======== INFORMATION SUPPLIED
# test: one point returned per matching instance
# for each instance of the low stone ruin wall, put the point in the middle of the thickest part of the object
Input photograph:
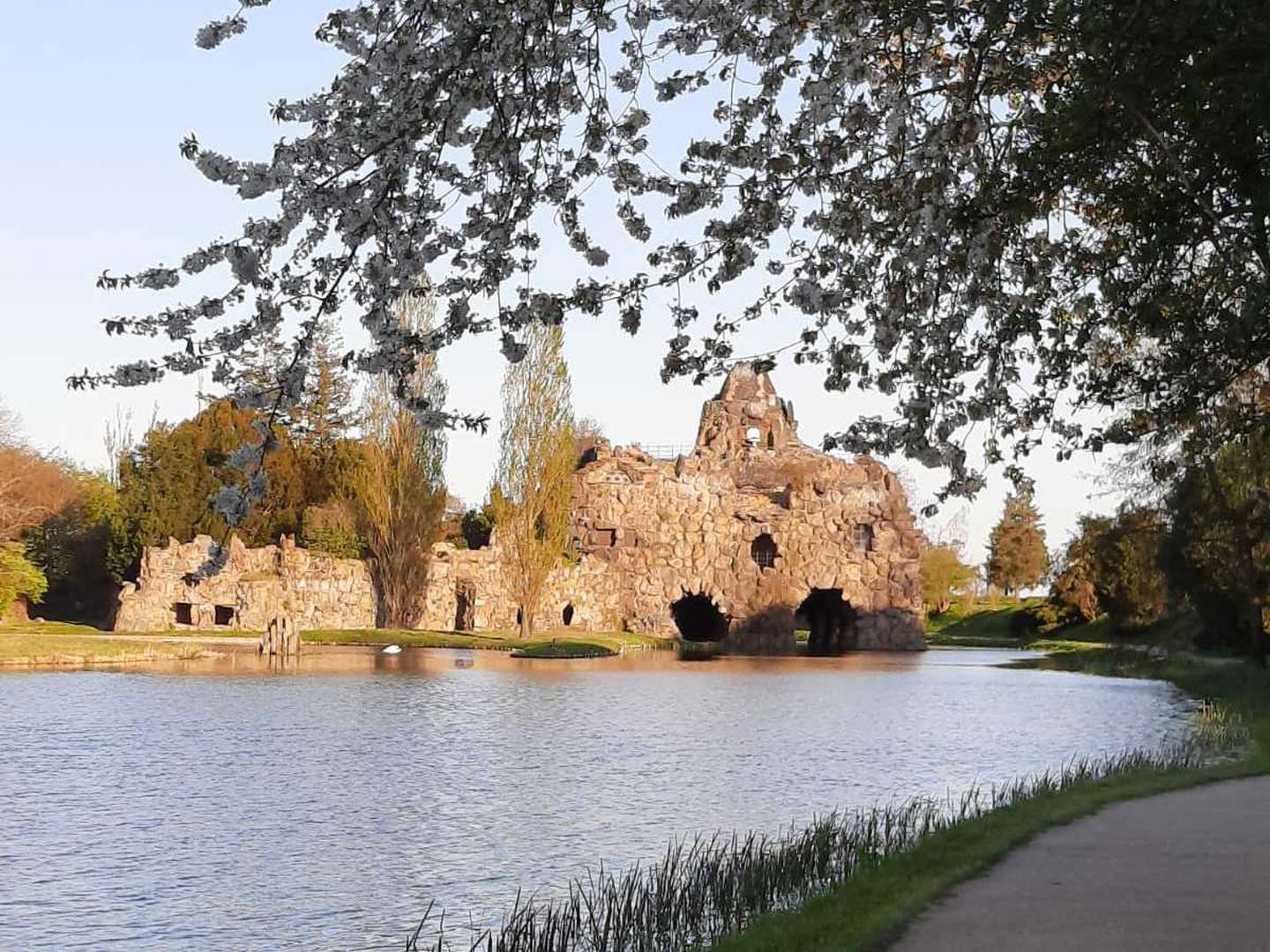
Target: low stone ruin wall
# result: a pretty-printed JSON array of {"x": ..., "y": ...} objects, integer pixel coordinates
[{"x": 315, "y": 591}]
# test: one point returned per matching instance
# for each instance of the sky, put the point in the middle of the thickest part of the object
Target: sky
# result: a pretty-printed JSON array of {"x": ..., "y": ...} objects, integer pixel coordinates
[{"x": 98, "y": 95}]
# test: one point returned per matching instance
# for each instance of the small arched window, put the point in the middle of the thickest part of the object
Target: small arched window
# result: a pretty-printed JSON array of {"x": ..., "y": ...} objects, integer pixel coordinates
[
  {"x": 863, "y": 536},
  {"x": 764, "y": 551}
]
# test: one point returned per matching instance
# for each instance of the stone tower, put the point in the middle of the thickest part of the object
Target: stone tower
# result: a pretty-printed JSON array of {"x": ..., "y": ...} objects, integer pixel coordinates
[{"x": 747, "y": 413}]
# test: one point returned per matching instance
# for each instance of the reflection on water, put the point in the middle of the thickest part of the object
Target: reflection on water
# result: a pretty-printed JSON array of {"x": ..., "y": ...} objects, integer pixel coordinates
[{"x": 235, "y": 809}]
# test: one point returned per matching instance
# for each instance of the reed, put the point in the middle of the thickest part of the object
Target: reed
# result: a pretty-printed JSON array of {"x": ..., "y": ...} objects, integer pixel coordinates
[{"x": 707, "y": 888}]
================
◆ **WHAT IS REQUIRED**:
Without including any pictures, reproduce the listing exactly.

◆ **TASK RESPONSE**:
# test: one point returned per matching instance
# for each instance of the low stone ruin wall, put the point in the middle of the thickest part of the object
Input photograph:
Target: low stone ruin wall
# result: a pretty-printed JSON array of {"x": ..., "y": ...} objects, integer pixel coordinates
[{"x": 315, "y": 591}]
# test: one point returned per matching instance
# for each instance of the sky, put the point in the middle of the thickest part of the object
Target: sky
# result: a pretty-printed JSON array of {"x": ..., "y": ...} objects, integer pixel coordinates
[{"x": 98, "y": 95}]
# test: one point returned per matching instance
# for each instance of the small arched window, put the point in the middle of the thickest part of the object
Target: small arched window
# result: a pretty-printed JSON array of {"x": ..., "y": ...} objects, integer pixel coordinates
[
  {"x": 863, "y": 536},
  {"x": 764, "y": 551}
]
# test: one point returned per matching instance
# for each instance of the stone tower, put the point in the middle of the thickest part of the object
Target: stone tower
# result: a pretty-printed JSON array of {"x": ..., "y": ...} objects, integer pixel coordinates
[{"x": 747, "y": 413}]
# test: one point returned per matching instance
# for each instance of the reflection on water, put the point in the middle of the thickest part of the object
Target: reflection on water
# result: a pretty-printed JSON array of {"x": ..., "y": ...} objects, integer pixel coordinates
[{"x": 235, "y": 809}]
# test: one point returned per matching instance
# for each instance of the reed, put the point in the middle of the thickest part of the object
Target: reed
# result: a pretty-printed JSON array of {"x": ..., "y": ...} objects, integer pixel coordinates
[{"x": 707, "y": 888}]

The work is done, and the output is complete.